Items from a data source:
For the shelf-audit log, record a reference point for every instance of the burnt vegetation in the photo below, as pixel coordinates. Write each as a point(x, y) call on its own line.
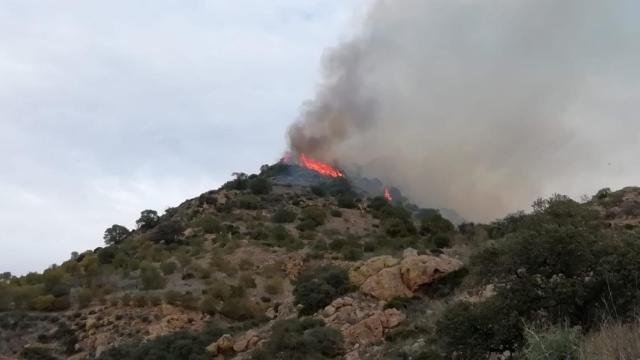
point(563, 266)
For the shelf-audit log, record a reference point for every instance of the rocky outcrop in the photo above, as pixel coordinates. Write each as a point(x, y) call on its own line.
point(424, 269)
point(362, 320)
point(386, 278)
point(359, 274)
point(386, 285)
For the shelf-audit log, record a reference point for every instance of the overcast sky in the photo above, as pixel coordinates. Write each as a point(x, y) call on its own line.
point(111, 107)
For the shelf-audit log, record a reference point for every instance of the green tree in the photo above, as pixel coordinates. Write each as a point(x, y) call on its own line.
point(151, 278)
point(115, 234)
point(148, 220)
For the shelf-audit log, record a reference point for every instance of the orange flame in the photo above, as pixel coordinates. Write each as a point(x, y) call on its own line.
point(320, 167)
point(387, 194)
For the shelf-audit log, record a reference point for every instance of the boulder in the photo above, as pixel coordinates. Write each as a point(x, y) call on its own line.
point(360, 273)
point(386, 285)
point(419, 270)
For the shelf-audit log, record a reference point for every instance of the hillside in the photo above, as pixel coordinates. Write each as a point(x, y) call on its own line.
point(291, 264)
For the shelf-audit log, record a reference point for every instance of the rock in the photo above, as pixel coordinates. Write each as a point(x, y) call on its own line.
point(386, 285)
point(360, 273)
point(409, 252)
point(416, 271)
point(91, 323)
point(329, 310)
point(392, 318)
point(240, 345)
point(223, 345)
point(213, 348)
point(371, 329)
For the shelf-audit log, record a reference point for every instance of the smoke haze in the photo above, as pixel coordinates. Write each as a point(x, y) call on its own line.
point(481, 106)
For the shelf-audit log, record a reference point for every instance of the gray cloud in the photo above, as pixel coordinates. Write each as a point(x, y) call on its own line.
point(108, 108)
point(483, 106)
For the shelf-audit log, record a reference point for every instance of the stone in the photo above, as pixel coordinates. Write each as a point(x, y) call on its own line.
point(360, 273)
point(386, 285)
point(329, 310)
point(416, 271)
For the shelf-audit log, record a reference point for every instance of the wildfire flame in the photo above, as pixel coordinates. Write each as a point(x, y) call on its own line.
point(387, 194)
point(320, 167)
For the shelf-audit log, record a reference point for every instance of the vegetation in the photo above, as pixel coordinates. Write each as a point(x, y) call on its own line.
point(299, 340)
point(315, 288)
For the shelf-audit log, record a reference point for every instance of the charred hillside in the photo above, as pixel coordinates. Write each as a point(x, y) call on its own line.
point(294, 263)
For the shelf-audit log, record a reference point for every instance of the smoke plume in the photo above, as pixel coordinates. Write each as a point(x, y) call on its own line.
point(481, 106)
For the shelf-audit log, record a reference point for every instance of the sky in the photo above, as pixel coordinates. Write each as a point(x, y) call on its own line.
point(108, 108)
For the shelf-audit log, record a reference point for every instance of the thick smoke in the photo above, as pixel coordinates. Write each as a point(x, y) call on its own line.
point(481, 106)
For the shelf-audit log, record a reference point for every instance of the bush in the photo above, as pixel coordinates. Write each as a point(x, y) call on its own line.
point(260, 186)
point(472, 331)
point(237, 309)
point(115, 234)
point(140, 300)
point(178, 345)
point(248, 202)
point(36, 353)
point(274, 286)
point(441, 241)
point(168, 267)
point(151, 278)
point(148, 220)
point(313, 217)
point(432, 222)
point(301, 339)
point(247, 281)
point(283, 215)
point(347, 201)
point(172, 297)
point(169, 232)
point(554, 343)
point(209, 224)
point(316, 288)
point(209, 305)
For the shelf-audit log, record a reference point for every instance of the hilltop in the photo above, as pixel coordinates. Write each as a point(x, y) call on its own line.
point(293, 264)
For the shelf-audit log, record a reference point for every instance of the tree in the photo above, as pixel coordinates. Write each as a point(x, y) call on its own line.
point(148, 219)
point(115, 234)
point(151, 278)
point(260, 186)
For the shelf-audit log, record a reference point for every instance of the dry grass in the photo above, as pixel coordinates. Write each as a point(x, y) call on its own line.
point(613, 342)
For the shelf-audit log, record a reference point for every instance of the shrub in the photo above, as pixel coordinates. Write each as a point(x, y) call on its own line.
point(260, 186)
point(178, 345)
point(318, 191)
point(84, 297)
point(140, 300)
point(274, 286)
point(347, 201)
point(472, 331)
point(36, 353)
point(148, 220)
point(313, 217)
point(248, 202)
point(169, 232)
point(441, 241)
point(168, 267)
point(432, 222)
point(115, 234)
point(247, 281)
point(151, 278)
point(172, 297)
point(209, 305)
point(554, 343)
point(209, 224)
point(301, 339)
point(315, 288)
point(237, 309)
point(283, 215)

# To do
Write out everything from the line containing "of the bush" down to the line containing "point(613, 342)", both included, exactly as those lines appear in the records above.

# Output of the exercise
For the shelf-audit log, record a reference point for every instance of the bush in the photo above, as pixel coordinates. Write each as a point(x, y) call on its own line.
point(260, 186)
point(472, 331)
point(237, 309)
point(115, 234)
point(140, 300)
point(178, 345)
point(248, 202)
point(36, 353)
point(274, 286)
point(441, 241)
point(168, 267)
point(151, 278)
point(148, 220)
point(313, 217)
point(432, 222)
point(301, 339)
point(247, 281)
point(283, 215)
point(347, 201)
point(172, 297)
point(169, 232)
point(554, 343)
point(209, 224)
point(316, 288)
point(209, 305)
For the shelf-audit log, record a reference point for every instance of the hilltop in the photo above, as pixel coordinates. Write each as a point(x, y) call on its own line.
point(293, 264)
For the shelf-audit log, record a reference point for every instance of the tree in the photo above, as pixel coordinates. Write each as a point(x, y) call on its own line.
point(148, 219)
point(115, 234)
point(151, 278)
point(260, 186)
For the shelf-audit log, record a reference point for every instance of the dry grass in the photo above, as pixel coordinates. Write each as a point(x, y) call on its own line.
point(613, 342)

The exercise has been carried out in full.